Retype every line of the items below without any changes, leaving out the pictures.

╭─ DATASET RECORDS

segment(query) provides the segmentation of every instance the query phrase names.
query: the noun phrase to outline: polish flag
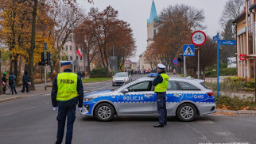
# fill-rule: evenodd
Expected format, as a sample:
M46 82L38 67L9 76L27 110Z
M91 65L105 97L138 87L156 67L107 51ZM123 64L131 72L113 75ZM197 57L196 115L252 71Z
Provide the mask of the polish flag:
M80 49L78 49L77 51L76 51L76 52L77 52L77 54L80 55L80 57L81 58L81 49L80 48Z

╰─

■ SOLUTION TO THIS PROBLEM
segment(query) provides the segmentation of every instance the query phrase names.
query: the noun phrase to outline: polish flag
# fill-rule: evenodd
Expected format, as a sample:
M46 82L38 67L9 76L27 110Z
M91 65L105 97L138 87L156 67L107 51ZM123 64L131 72L113 75ZM197 57L196 115L252 71Z
Provide the mask of the polish flag:
M80 49L78 49L77 51L76 51L76 52L77 52L77 54L80 55L80 57L81 58L81 49L80 48Z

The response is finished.